REQUIRED TASK
Rewrite the data from the line with "woman's bare foot in this photo." through the end of the data, replacing "surfboard" with "board" and leaving everything else unchanged.

Point annotation dataset records
****

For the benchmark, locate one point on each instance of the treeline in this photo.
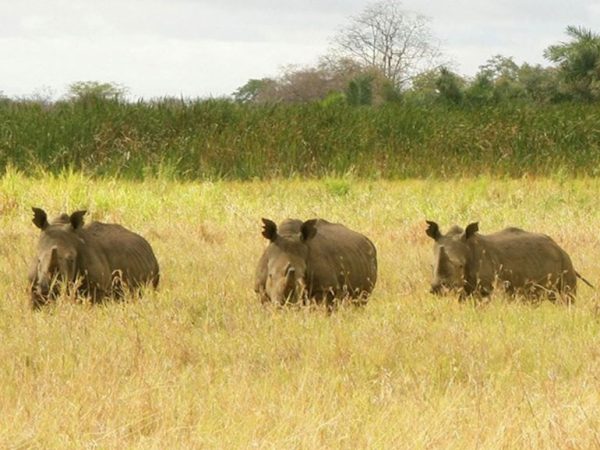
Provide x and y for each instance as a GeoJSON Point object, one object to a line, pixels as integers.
{"type": "Point", "coordinates": [223, 139]}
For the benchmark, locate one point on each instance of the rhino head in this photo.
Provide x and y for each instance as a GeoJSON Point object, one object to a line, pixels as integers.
{"type": "Point", "coordinates": [451, 255]}
{"type": "Point", "coordinates": [55, 264]}
{"type": "Point", "coordinates": [286, 260]}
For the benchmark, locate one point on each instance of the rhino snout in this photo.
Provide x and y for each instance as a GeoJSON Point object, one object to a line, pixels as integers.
{"type": "Point", "coordinates": [436, 288]}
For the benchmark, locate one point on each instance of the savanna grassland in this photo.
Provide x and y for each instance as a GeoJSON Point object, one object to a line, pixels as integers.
{"type": "Point", "coordinates": [201, 364]}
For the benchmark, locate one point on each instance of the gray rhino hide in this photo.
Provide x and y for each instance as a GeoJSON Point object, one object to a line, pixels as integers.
{"type": "Point", "coordinates": [108, 257]}
{"type": "Point", "coordinates": [340, 262]}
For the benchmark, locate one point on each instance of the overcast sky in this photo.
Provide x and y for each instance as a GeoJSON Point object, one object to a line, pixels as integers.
{"type": "Point", "coordinates": [196, 48]}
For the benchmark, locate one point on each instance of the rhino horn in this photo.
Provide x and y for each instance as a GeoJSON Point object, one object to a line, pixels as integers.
{"type": "Point", "coordinates": [40, 219]}
{"type": "Point", "coordinates": [269, 229]}
{"type": "Point", "coordinates": [433, 231]}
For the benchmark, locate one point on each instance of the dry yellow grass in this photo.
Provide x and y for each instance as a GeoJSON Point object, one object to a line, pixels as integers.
{"type": "Point", "coordinates": [201, 364]}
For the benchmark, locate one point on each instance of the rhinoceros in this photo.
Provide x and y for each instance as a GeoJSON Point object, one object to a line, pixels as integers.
{"type": "Point", "coordinates": [523, 263]}
{"type": "Point", "coordinates": [98, 260]}
{"type": "Point", "coordinates": [316, 261]}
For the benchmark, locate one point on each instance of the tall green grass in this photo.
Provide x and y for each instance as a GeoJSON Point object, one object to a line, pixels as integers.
{"type": "Point", "coordinates": [216, 139]}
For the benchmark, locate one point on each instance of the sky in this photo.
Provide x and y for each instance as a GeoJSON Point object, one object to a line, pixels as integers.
{"type": "Point", "coordinates": [197, 48]}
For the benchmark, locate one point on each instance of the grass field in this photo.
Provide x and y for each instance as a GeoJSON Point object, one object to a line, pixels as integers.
{"type": "Point", "coordinates": [201, 364]}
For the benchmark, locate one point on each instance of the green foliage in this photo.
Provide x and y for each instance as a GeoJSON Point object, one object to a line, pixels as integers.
{"type": "Point", "coordinates": [219, 139]}
{"type": "Point", "coordinates": [360, 90]}
{"type": "Point", "coordinates": [89, 90]}
{"type": "Point", "coordinates": [578, 62]}
{"type": "Point", "coordinates": [450, 86]}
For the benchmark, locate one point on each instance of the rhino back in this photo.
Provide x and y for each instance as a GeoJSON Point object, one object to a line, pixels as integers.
{"type": "Point", "coordinates": [519, 257]}
{"type": "Point", "coordinates": [340, 259]}
{"type": "Point", "coordinates": [111, 247]}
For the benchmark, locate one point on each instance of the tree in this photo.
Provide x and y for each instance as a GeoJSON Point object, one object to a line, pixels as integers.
{"type": "Point", "coordinates": [86, 90]}
{"type": "Point", "coordinates": [395, 41]}
{"type": "Point", "coordinates": [578, 62]}
{"type": "Point", "coordinates": [450, 86]}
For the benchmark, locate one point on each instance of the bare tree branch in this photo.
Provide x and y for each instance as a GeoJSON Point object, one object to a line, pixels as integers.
{"type": "Point", "coordinates": [396, 42]}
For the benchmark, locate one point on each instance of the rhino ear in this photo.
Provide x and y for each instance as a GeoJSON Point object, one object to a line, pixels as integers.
{"type": "Point", "coordinates": [433, 231]}
{"type": "Point", "coordinates": [308, 230]}
{"type": "Point", "coordinates": [40, 219]}
{"type": "Point", "coordinates": [76, 219]}
{"type": "Point", "coordinates": [471, 229]}
{"type": "Point", "coordinates": [269, 229]}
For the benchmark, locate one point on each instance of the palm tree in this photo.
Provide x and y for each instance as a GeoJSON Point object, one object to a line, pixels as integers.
{"type": "Point", "coordinates": [578, 62]}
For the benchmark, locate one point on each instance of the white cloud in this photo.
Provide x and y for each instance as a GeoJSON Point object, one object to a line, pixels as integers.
{"type": "Point", "coordinates": [202, 48]}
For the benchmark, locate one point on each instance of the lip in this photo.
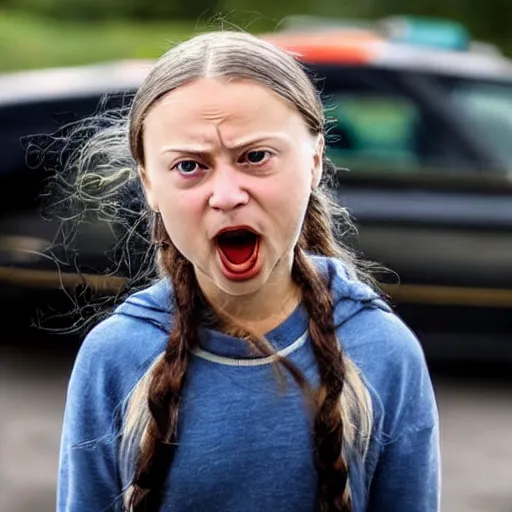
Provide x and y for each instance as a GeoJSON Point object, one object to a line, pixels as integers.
{"type": "Point", "coordinates": [236, 228]}
{"type": "Point", "coordinates": [243, 276]}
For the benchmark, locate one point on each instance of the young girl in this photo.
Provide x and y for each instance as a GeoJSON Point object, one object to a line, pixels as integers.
{"type": "Point", "coordinates": [259, 372]}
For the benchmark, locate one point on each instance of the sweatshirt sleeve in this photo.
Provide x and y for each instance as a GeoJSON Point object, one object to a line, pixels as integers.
{"type": "Point", "coordinates": [88, 475]}
{"type": "Point", "coordinates": [407, 474]}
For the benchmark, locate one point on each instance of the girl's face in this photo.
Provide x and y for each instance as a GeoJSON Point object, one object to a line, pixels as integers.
{"type": "Point", "coordinates": [230, 166]}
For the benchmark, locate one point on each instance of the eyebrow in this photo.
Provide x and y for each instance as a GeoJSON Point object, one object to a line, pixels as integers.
{"type": "Point", "coordinates": [239, 144]}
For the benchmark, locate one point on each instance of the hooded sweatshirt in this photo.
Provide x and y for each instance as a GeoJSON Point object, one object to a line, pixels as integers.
{"type": "Point", "coordinates": [245, 444]}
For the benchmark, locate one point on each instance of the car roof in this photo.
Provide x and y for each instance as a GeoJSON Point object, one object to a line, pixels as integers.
{"type": "Point", "coordinates": [355, 47]}
{"type": "Point", "coordinates": [367, 48]}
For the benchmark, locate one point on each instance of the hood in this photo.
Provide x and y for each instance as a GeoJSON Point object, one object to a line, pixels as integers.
{"type": "Point", "coordinates": [154, 304]}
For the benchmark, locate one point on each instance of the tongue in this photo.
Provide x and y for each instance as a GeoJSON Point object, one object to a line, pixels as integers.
{"type": "Point", "coordinates": [238, 253]}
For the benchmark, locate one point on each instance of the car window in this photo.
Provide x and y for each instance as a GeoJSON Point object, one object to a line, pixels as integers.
{"type": "Point", "coordinates": [489, 109]}
{"type": "Point", "coordinates": [373, 126]}
{"type": "Point", "coordinates": [376, 117]}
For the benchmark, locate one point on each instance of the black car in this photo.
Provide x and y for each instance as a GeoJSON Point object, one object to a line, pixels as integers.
{"type": "Point", "coordinates": [424, 131]}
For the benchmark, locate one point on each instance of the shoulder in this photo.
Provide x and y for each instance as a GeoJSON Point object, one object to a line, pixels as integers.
{"type": "Point", "coordinates": [391, 361]}
{"type": "Point", "coordinates": [118, 350]}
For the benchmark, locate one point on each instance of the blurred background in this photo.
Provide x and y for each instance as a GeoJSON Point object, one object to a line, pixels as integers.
{"type": "Point", "coordinates": [419, 101]}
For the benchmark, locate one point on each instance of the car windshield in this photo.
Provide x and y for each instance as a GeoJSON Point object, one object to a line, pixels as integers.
{"type": "Point", "coordinates": [488, 106]}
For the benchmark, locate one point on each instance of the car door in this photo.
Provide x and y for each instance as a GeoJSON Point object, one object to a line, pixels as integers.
{"type": "Point", "coordinates": [428, 206]}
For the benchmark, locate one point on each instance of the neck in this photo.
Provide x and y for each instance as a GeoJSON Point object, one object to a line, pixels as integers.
{"type": "Point", "coordinates": [261, 311]}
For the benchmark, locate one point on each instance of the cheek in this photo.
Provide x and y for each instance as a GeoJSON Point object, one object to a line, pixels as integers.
{"type": "Point", "coordinates": [182, 214]}
{"type": "Point", "coordinates": [287, 200]}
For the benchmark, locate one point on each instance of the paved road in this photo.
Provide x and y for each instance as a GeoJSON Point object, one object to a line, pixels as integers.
{"type": "Point", "coordinates": [476, 435]}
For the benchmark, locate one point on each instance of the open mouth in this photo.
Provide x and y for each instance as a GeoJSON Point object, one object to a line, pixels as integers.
{"type": "Point", "coordinates": [238, 249]}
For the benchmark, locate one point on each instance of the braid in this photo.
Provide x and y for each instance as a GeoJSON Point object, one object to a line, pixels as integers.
{"type": "Point", "coordinates": [333, 486]}
{"type": "Point", "coordinates": [158, 446]}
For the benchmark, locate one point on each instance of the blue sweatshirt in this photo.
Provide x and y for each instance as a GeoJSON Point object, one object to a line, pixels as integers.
{"type": "Point", "coordinates": [243, 445]}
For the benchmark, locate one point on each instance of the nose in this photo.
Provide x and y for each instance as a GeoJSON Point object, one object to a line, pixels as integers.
{"type": "Point", "coordinates": [227, 190]}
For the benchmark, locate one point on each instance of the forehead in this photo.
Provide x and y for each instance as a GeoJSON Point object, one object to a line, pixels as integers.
{"type": "Point", "coordinates": [234, 104]}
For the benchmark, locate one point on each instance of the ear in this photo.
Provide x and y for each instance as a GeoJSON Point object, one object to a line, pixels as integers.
{"type": "Point", "coordinates": [146, 185]}
{"type": "Point", "coordinates": [318, 159]}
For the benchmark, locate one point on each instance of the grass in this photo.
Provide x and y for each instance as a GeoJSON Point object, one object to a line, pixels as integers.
{"type": "Point", "coordinates": [28, 42]}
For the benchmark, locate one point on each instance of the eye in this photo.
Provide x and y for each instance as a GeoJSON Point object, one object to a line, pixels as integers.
{"type": "Point", "coordinates": [256, 157]}
{"type": "Point", "coordinates": [187, 167]}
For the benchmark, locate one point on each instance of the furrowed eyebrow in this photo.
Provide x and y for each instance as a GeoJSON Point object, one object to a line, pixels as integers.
{"type": "Point", "coordinates": [237, 146]}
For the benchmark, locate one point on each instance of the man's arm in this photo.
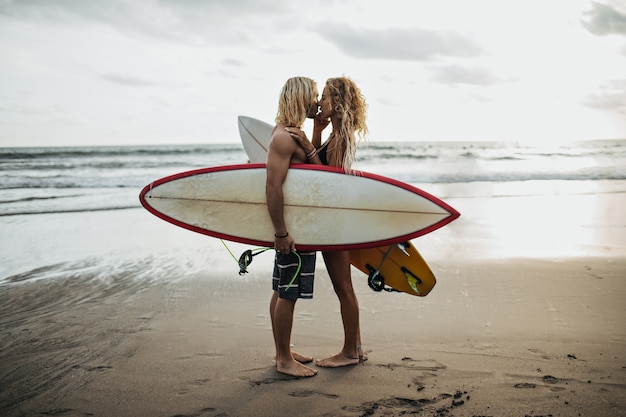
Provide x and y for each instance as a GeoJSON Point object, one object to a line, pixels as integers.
{"type": "Point", "coordinates": [281, 149]}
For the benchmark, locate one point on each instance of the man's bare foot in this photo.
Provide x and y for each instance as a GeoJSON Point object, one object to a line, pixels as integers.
{"type": "Point", "coordinates": [301, 358]}
{"type": "Point", "coordinates": [338, 360]}
{"type": "Point", "coordinates": [294, 368]}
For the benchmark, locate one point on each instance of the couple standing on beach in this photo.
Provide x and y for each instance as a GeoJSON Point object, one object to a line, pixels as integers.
{"type": "Point", "coordinates": [343, 106]}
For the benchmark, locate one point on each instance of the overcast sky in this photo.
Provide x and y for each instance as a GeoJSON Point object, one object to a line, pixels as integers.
{"type": "Point", "coordinates": [81, 72]}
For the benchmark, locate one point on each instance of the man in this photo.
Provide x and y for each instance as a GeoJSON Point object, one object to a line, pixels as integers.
{"type": "Point", "coordinates": [297, 101]}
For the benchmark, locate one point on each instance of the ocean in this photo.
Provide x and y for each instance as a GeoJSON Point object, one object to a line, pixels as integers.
{"type": "Point", "coordinates": [70, 204]}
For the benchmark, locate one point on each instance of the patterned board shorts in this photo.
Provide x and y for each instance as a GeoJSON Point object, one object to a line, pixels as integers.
{"type": "Point", "coordinates": [285, 268]}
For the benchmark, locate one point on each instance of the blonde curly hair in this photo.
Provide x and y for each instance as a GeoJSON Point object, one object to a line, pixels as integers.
{"type": "Point", "coordinates": [295, 100]}
{"type": "Point", "coordinates": [349, 103]}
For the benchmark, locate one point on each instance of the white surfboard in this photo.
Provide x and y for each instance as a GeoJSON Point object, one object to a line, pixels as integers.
{"type": "Point", "coordinates": [325, 208]}
{"type": "Point", "coordinates": [255, 136]}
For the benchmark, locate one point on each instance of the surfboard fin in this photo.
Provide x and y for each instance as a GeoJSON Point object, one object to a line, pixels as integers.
{"type": "Point", "coordinates": [375, 280]}
{"type": "Point", "coordinates": [412, 279]}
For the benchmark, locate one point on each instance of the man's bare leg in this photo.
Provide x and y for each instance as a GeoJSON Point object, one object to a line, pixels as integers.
{"type": "Point", "coordinates": [297, 356]}
{"type": "Point", "coordinates": [282, 323]}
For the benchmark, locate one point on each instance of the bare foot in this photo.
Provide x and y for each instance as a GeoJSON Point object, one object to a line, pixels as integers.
{"type": "Point", "coordinates": [362, 357]}
{"type": "Point", "coordinates": [294, 368]}
{"type": "Point", "coordinates": [301, 358]}
{"type": "Point", "coordinates": [338, 360]}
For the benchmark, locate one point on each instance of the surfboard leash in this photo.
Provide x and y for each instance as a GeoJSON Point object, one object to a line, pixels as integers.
{"type": "Point", "coordinates": [246, 259]}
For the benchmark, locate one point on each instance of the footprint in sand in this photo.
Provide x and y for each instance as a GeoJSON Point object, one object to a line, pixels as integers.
{"type": "Point", "coordinates": [306, 393]}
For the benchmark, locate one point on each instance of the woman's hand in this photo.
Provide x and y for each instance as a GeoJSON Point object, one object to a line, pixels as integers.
{"type": "Point", "coordinates": [300, 137]}
{"type": "Point", "coordinates": [320, 123]}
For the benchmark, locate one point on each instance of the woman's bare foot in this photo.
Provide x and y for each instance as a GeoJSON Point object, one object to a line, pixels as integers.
{"type": "Point", "coordinates": [338, 360]}
{"type": "Point", "coordinates": [362, 357]}
{"type": "Point", "coordinates": [294, 368]}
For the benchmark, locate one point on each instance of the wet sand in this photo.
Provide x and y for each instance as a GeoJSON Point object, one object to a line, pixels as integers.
{"type": "Point", "coordinates": [514, 337]}
{"type": "Point", "coordinates": [118, 313]}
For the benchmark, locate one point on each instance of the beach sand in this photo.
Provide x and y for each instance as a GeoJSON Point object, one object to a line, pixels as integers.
{"type": "Point", "coordinates": [497, 336]}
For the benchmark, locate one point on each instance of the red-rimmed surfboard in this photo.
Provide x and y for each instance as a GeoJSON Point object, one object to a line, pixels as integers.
{"type": "Point", "coordinates": [325, 208]}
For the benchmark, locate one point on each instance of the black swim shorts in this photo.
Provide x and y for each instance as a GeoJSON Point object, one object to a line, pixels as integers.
{"type": "Point", "coordinates": [286, 282]}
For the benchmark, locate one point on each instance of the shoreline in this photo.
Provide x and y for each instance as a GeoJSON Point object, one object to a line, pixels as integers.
{"type": "Point", "coordinates": [512, 337]}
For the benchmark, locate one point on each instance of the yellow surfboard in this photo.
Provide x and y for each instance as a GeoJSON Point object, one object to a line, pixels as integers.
{"type": "Point", "coordinates": [397, 267]}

****

SOLUTION FOR THIS PROBLEM
For the benchmark, locate one point on each instance of the woman's bare foot in this photo.
Provide x and y for each instance as a GeoJSON Point object, one object to a line, pixels as integers.
{"type": "Point", "coordinates": [338, 360]}
{"type": "Point", "coordinates": [362, 357]}
{"type": "Point", "coordinates": [294, 368]}
For the benchmark, locate one point on each instance of the wet sand in this photo.
Provide x and y for each instance as a GeoJSON Point object, one object to a line, pixels as integers.
{"type": "Point", "coordinates": [514, 337]}
{"type": "Point", "coordinates": [118, 313]}
For the benchmark, locate one point on each instance of the beach sand in this photo.
Provide x and y for each instance as a GeoJSON Point object, one object to a line, pixels as integers.
{"type": "Point", "coordinates": [497, 336]}
For the benchmark, locate one point on each instance of the red-rimmed board in this photo.
Provide x and y for each instance as a GeoJSON Point object, one object to a line, pixels as integers.
{"type": "Point", "coordinates": [325, 208]}
For the benchmark, locate one point on each instance of the black swim shorts in this photo.
Provide x and y for each instance as a GeoJSON Point object, one object to a line, pixels as integers.
{"type": "Point", "coordinates": [286, 282]}
For the benchmark, locate one point on each instance of the shoreline in this photo.
Provide x and y for each instance as a GeoJSON Point object, one object to a line, pixels as integers.
{"type": "Point", "coordinates": [512, 337]}
For the benchmark, locate one point on each instance of the yellow board in this photo.
Provide x and y for each instance as a GeoJSON Point object, one object to a line, pixels as integers.
{"type": "Point", "coordinates": [397, 267]}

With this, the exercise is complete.